Exercise tasks =>
1: Please sum up the article on Orillia's network security in two sentences.
2: From the article on Orillia's network security, copy word for word the passage that begins at "During budget deliberations, city" and ends after "upwards of $250,000.".

Orillia is beefing up the security of its networks in the wake of costly and embarrassing cyber attacks against two area municipalities.
During budget deliberations, city councillors agreed to fund a new position at city hall. The Information Technology Security and Network Analyst carries a price tag of $78,647.
“This is a very, very important position with what’s happening in the world today,” said Coun. Ralph Cipolla, who referenced the attacks locally. “I think it’s really important for cyber security within our municipality.”
In 2018, both Wasaga Beach and Midland had their municipal systems infiltrated via cyber attacks; the Wasaga Beach incident ended up costing that municipality upwards of $250,000.
That is why the position is so important, said Liz Reid, the city’s IT manager.
“I have reviewed several municipal budgets and the expenditures that occurred after their cyber security incidents … the expenditures around those cyber security incidents would offset this type of expense,” Reid told city councillors.

Data entries
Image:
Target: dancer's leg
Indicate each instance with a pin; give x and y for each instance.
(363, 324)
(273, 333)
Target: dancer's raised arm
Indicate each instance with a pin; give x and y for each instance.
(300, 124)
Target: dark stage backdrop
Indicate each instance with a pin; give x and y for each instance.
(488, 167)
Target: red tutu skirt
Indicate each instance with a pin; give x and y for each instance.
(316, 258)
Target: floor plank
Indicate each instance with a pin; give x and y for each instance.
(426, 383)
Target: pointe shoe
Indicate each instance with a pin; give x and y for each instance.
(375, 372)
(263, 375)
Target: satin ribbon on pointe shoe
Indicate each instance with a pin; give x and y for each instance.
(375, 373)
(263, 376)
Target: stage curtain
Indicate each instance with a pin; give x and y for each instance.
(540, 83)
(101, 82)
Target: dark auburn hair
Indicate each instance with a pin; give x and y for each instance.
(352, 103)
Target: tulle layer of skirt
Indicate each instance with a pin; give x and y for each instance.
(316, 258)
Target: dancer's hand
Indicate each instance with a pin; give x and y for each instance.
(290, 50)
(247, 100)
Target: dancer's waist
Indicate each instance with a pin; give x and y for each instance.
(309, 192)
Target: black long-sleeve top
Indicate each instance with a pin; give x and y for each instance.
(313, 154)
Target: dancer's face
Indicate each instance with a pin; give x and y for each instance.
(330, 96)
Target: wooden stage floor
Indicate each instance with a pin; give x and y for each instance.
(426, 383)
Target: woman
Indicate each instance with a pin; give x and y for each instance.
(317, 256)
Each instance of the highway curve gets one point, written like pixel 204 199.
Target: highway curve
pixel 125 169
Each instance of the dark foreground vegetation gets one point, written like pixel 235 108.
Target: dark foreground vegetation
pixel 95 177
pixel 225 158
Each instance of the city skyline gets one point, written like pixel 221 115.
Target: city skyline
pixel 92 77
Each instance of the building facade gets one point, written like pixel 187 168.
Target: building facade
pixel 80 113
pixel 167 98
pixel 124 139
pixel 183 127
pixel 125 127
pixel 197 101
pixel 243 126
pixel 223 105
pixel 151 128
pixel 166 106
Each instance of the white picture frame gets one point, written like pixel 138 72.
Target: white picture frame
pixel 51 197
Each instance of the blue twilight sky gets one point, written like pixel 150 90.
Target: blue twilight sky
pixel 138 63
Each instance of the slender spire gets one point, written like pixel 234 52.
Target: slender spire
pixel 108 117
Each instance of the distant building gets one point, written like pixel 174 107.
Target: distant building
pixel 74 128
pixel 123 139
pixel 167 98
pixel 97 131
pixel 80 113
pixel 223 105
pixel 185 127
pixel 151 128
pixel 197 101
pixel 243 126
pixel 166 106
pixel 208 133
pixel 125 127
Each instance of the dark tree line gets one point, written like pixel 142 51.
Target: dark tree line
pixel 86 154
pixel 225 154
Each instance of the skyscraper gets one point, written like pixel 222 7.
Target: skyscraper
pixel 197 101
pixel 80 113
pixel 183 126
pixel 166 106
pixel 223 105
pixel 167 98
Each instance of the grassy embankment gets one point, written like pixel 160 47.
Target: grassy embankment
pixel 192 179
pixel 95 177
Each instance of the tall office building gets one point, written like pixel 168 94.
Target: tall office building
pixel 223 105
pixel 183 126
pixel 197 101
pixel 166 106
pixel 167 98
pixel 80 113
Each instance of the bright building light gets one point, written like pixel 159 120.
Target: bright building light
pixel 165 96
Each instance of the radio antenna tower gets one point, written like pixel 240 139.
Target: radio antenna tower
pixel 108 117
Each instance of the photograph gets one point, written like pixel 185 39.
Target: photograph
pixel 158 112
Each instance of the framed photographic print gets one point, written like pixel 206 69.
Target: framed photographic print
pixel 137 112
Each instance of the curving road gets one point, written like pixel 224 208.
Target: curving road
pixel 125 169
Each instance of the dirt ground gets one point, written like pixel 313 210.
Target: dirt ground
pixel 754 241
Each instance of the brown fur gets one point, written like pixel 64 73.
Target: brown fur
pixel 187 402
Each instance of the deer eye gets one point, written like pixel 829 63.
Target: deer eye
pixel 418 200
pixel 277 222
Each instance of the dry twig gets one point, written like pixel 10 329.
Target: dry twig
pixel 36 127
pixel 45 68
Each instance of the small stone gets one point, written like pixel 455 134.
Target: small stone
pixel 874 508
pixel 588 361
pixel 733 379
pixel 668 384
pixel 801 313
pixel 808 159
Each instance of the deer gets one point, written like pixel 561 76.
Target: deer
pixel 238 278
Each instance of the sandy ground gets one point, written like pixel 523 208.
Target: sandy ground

Answer list =>
1: During budget deliberations, Orillia city councillors agreed to fund a new Information Technology Security and Network Analyst position costing $78,647, strengthening network security after cyber attacks on two area municipalities. In 2018, Wasaga Beach and Midland had their systems infiltrated, with the Wasaga Beach incident costing upwards of $250,000, and the city's IT manager said the expenditures around such incidents would offset this type of expense.

2:
During budget deliberations, city councillors agreed to fund a new position at city hall. The Information Technology Security and Network Analyst carries a price tag of $78,647.
“This is a very, very important position with what’s happening in the world today,” said Coun. Ralph Cipolla, who referenced the attacks locally. “I think it’s really important for cyber security within our municipality.”
In 2018, both Wasaga Beach and Midland had their municipal systems infiltrated via cyber attacks; the Wasaga Beach incident ended up costing that municipality upwards of $250,000.